GIVEN TASK A ▸
In the profiling discussion, copy out the part starting with "For a sampling" and going on through "actual production code.", swapping "profiler" for "tool".

For a sampling profiler to give meaningful results, it shouldn't be waiting
for safepoints. Ideally it would capture stack traces very cheaply (just walk
the stack frames, noting the return addresses) and turn those numbers into
symbolic locations on its own time. Yes, inlining is going to confuse things -
that's the downside of working with optimized code. Optimization inherently
intermingles code that may be separated by some distance, and any one
instruction may be a fuse of multiple source lines. If your instrumenting
profiler prevents this, you're no longer measuring the actual production code.

Java makes it harder, of course, with code on a GC'd heap, dynamic codegen,
etc.

------
j_s
Was trying to dig up the HN discussion for this article from last summer, but
haven't found it yet:

[http://techblog.netflix.com/2015/07/java-in-
flames.html](http://techblog.netflix.com/2015/07/java-in-flames.html)

 _Java mixed-mode flame graphs provide a complete visualization of CPU usage
and [...] can identify all CPU consumers and issues, including those that are
hidden from other profilers._

------
grandinj
For me, this is a storm in a teacup. I use Netbeans Profiler regularly, and it
produces decent results for me.

It's only when the profile starts getting pretty flat that the inaccuracies of
this method start showing up, but for run of the mill performance problems
where you have nice fat spikes sticking up here and there, it is perfectly
adequate.

INFORMATION SHOWN ▸

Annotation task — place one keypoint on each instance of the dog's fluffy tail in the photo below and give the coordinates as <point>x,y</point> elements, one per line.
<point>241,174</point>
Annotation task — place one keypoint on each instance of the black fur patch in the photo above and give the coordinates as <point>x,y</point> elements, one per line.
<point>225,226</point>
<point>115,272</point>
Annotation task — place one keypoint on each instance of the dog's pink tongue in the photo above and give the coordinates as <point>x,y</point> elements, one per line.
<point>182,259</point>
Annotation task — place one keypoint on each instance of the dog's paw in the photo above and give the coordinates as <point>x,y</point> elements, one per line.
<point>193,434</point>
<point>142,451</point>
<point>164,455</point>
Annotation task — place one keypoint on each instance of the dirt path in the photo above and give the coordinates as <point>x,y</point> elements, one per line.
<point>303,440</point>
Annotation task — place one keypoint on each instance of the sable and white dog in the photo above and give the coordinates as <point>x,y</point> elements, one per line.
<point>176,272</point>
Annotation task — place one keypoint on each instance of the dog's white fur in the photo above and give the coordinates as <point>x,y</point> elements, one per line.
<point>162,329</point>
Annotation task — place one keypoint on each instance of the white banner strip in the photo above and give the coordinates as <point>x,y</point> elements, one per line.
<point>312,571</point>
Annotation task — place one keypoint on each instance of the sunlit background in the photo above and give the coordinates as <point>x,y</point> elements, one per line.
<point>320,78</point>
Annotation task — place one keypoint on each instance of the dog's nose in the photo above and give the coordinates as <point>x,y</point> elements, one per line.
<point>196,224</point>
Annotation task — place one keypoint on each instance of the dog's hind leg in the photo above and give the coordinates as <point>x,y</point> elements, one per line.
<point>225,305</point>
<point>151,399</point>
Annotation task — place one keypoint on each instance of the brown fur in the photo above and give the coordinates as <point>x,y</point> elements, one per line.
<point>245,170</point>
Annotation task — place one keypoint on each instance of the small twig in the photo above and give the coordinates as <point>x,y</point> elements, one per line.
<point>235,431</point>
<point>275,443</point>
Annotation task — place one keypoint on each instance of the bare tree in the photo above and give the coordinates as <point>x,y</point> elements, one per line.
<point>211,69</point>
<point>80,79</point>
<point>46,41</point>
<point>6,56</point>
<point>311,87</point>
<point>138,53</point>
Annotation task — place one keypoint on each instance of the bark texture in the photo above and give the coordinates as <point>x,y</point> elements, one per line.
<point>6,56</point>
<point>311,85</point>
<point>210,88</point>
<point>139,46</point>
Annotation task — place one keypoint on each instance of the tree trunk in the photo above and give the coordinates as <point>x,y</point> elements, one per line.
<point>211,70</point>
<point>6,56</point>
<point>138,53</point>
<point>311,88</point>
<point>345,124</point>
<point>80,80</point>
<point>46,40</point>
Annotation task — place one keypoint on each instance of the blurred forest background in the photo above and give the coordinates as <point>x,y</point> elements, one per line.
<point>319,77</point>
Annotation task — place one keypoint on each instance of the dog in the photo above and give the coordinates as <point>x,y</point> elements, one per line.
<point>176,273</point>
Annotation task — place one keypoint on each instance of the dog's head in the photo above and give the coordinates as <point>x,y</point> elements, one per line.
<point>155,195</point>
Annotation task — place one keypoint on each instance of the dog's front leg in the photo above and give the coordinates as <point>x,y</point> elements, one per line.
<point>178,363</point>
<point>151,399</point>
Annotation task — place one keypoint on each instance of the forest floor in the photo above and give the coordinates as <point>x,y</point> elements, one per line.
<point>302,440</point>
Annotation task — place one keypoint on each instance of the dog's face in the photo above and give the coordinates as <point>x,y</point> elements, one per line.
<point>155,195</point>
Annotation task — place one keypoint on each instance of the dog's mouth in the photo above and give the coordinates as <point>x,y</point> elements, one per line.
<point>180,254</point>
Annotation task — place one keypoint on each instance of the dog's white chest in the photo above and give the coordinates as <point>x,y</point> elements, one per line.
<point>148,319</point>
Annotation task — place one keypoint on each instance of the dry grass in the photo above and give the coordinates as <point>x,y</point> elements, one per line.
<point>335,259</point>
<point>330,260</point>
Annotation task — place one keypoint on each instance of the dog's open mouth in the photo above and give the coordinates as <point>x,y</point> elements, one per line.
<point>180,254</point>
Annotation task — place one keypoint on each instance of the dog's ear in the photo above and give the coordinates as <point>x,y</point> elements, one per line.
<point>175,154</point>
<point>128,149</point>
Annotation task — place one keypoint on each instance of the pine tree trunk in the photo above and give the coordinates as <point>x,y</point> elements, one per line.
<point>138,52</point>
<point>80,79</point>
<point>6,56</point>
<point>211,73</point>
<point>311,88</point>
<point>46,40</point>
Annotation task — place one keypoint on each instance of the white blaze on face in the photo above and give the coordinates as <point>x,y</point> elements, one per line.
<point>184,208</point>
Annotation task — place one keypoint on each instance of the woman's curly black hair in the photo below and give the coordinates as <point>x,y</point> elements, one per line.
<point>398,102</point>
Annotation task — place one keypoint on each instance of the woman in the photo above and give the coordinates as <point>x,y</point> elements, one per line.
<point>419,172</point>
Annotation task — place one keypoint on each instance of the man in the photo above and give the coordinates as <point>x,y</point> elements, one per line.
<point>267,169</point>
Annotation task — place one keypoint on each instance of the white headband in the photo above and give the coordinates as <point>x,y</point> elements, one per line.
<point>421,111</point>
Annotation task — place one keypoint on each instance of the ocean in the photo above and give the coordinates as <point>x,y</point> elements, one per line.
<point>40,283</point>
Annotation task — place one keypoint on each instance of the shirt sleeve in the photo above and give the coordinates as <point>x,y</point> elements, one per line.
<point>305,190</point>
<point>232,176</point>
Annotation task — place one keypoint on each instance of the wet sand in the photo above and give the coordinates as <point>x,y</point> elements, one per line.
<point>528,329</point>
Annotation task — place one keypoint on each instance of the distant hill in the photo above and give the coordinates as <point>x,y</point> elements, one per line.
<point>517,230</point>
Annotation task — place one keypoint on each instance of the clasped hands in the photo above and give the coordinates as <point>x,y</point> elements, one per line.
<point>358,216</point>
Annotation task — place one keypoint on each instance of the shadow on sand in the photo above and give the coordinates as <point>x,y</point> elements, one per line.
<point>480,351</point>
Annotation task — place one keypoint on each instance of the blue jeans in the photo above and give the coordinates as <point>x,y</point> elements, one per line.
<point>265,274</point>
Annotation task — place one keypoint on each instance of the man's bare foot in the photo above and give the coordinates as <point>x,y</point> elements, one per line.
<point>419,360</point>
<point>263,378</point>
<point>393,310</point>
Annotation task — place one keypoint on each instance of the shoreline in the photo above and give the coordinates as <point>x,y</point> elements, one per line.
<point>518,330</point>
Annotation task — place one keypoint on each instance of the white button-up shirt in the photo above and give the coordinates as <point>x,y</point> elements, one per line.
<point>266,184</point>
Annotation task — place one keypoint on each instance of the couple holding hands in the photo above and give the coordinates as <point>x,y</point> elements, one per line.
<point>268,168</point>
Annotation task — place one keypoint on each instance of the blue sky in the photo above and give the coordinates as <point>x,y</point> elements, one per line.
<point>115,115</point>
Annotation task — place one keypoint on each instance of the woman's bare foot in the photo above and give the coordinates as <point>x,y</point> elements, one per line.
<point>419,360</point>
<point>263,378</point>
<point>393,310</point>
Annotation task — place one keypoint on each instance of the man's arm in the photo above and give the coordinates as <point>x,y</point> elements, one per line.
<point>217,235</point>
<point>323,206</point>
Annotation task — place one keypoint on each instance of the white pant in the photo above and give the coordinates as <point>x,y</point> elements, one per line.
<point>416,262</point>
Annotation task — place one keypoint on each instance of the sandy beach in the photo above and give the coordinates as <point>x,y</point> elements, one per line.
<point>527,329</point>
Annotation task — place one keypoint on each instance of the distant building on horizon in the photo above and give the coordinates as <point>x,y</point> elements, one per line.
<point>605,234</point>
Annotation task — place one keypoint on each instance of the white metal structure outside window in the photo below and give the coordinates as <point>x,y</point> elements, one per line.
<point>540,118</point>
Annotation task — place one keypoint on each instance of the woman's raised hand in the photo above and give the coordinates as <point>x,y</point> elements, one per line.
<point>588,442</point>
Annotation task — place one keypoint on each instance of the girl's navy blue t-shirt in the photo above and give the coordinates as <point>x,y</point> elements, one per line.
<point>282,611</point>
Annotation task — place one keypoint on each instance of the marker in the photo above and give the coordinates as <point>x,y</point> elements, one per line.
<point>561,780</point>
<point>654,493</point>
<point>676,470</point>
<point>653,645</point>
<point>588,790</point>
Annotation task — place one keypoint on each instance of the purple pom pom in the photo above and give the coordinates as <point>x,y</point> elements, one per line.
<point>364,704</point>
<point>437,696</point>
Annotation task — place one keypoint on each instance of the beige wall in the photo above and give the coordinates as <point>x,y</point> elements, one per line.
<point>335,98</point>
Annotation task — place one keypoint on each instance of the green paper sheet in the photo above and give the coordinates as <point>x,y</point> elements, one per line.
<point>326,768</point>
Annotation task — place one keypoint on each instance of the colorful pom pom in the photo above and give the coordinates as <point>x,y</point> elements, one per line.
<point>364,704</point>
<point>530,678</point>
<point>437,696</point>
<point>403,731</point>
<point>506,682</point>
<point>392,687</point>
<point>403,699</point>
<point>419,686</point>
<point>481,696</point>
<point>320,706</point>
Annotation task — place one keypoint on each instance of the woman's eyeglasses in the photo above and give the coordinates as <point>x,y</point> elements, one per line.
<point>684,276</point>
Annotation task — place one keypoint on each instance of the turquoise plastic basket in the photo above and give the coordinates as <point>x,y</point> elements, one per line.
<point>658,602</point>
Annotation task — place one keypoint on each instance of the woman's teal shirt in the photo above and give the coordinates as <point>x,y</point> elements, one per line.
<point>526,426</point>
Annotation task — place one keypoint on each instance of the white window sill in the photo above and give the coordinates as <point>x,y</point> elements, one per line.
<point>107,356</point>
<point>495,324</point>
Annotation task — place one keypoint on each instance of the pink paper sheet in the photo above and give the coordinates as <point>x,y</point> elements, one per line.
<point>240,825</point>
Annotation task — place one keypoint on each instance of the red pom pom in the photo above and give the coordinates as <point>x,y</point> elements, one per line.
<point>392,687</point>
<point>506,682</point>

GIVEN TASK B ▸
Give the entry lines starting with the line with "of the forest" and going on through the line with "<point>302,440</point>" as a JSON list of strings, one string per line, with blank lines left out.

REPLY A ▸
For a sampling tool to give meaningful results, it shouldn't be waiting
for safepoints. Ideally it would capture stack traces very cheaply (just walk
the stack frames, noting the return addresses) and turn those numbers into
symbolic locations on its own time. Yes, inlining is going to confuse things -
that's the downside of working with optimized code. Optimization inherently
intermingles code that may be separated by some distance, and any one
instruction may be a fuse of multiple source lines. If your instrumenting
tool prevents this, you're no longer measuring the actual production code.

REPLY B ▸
[
  "Annotation task — place one keypoint on each instance of the forest floor in the photo above and give the coordinates as <point>x,y</point> elements, one per line.",
  "<point>302,440</point>"
]